• Article:
····················

The major minerals in the garnet amphibolite CM20-2 (Fig. 6a and b) are amphibole and garnet. Plagioclase, quartz, magnetite, spinel, rutile, and titanite are minor phases and zircon occurs as an accessory phase. The garnet amphibolite is cut by a vein consisting of coarse-grained clinozoisite and rutile (up to 5 mm, Fig. 6b). Garnet is found as centimetre-sized porphyroblasts, which are strongly altered and replaced by amphibole (Fig. 6a). Amphibole occurs as hypidiomorphic to xenomorphic grains that form the matrix and show colours of yellow-green, green, green–blue and blue (Fig. 6a and b). Minor plagioclase occurs between the vein and host rock and in the matrix (Fig. 6b). Matrix rutile is found as single grains or is intergrown with ilmenite. Magnetite, ilmenite and spinel are found as intergrowths in the matrix. (Fig. 6d). Vein rutile is intergrown with ilmenite and partly shows a micrometre-sized seam of titanite (Fig. 6c).

Fig. 6

Thin section images of garnet amphibolite CM20-2 a Overview showing large, decomposed garnet porphyroblasts in a matrix of amphibole grains; plagioclase, rutile, ilmenite, magnetite and spinel occur in the matrix. b The rutile-clinozoisite vein (right side) with plagioclase between vein and host rock (left). c BSE image of vein rutile which is partly intergrown with ilmenite and shows a micrometre-sized seam of titanite. d BSE image of magnetite-ilmenite-spinel intergrowth

We interpret that this sample underwent amphibolite-facies metamorphism represented by the assemblage of amphibole and (minor) plagioclase coexisting with garnet and rutile. This sample shows no petrographically evidence of prior eclogite facies metamorphism.

Metarodingites CM20-6 & CM20-12 (Fig. 7a–c) have comparable mineralogy with garnet, clinopyroxene, and amphibole as major minerals. Minor phases of sample CM20-6 comprise ilmenite and titanite whereas CM20-12 shows magnetite, spinel, and apatite as minor phases. Zircon occurs as an accessory phase in both samples. CM 20-6 is cut by a vein consisting of large rutile grains (1–4 mm, Fig. 7b) which are intergrown with ilmenite and rimmed by titanite.

····················

• Extracted data:
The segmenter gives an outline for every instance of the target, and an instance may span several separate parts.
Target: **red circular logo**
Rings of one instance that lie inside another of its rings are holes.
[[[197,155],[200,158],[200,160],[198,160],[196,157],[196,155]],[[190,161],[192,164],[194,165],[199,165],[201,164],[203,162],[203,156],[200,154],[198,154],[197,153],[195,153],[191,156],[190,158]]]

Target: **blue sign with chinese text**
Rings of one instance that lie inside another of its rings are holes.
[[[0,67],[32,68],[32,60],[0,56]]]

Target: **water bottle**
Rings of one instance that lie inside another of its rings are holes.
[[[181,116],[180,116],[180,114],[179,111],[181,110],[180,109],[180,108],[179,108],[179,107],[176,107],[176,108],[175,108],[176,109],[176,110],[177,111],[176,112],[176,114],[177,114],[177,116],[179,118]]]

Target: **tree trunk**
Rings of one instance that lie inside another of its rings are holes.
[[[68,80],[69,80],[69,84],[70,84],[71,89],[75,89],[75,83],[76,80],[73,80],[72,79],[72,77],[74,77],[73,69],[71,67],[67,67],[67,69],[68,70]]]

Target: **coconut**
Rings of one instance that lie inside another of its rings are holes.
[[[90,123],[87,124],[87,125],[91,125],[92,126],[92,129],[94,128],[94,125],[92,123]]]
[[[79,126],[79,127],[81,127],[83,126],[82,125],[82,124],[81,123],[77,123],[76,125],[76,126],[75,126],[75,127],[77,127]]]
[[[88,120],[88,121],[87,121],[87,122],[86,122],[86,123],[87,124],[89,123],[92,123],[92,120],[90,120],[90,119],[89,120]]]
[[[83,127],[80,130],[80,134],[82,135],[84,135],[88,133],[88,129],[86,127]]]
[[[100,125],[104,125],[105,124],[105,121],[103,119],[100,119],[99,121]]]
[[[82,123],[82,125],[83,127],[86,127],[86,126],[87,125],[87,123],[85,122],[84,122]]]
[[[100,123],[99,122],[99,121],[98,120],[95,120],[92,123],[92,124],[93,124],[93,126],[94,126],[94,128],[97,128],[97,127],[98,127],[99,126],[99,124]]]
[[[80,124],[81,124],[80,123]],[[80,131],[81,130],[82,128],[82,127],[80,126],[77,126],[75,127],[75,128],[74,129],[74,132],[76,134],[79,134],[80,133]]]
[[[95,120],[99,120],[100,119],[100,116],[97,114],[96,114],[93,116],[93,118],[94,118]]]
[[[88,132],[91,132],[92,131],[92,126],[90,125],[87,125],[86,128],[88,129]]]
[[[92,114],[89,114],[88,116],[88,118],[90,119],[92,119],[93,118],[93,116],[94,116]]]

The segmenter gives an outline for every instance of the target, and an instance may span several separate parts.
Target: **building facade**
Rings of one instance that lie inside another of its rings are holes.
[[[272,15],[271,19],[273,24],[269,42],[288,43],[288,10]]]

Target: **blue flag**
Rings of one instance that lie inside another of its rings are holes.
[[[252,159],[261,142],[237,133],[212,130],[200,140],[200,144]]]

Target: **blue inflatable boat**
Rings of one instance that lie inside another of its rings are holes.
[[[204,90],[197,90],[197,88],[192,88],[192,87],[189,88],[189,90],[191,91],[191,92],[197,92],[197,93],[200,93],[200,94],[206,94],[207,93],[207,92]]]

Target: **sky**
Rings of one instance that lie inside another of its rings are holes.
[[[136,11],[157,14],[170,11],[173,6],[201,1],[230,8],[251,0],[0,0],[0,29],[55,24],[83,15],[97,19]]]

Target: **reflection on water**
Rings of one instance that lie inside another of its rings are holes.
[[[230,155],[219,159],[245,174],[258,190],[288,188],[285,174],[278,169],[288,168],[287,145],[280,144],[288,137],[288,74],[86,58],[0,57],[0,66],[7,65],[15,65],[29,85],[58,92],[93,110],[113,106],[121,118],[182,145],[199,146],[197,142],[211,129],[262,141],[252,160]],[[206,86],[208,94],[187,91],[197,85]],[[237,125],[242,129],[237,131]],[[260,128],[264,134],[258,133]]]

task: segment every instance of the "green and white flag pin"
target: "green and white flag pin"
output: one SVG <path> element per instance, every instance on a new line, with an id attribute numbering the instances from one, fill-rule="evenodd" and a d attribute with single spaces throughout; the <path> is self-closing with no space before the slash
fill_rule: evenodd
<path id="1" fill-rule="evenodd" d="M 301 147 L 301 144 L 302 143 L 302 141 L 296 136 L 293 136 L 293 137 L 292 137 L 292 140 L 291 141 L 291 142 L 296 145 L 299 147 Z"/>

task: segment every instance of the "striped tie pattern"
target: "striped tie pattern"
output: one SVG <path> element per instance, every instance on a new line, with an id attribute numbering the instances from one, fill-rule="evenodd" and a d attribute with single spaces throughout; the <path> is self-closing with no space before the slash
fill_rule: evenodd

····················

• Task instructions:
a - Reproduce the stretch of the petrography passage from "Metarodingites CM20-6 &" through "rimmed by titanite.".
b - State whether each statement agrees with the petrography passage, giving yes or no and quoting the deciding words: (i) In the garnet amphibolite CM20-2, zircon is an accessory phase. (ii) The rutile grains in the vein cutting CM 20-6 are rimmed by titanite. (iii) Apatite is a minor phase of sample CM20-6.
Base every answer on the petrography passage alone.

• Answers:
a -
Metarodingites CM20-6 & CM20-12 (Fig. 7a–c) have comparable mineralogy with garnet, clinopyroxene, and amphibole as major minerals. Minor phases of sample CM20-6 comprise ilmenite and titanite whereas CM20-12 shows magnetite, spinel, and apatite as minor phases. Zircon occurs as an accessory phase in both samples. CM 20-6 is cut by a vein consisting of large rutile grains (1–4 mm, Fig. 7b) which are intergrown with ilmenite and rimmed by titanite.

b -
(i) Yes: "zircon occurs as an accessory phase"
(ii) Yes: "which are intergrown with ilmenite and rimmed by titanite"
(iii) No: "Minor phases of sample CM20-6 comprise ilmenite and titanite whereas CM20-12 shows magnetite, spinel, and apatite as minor phases."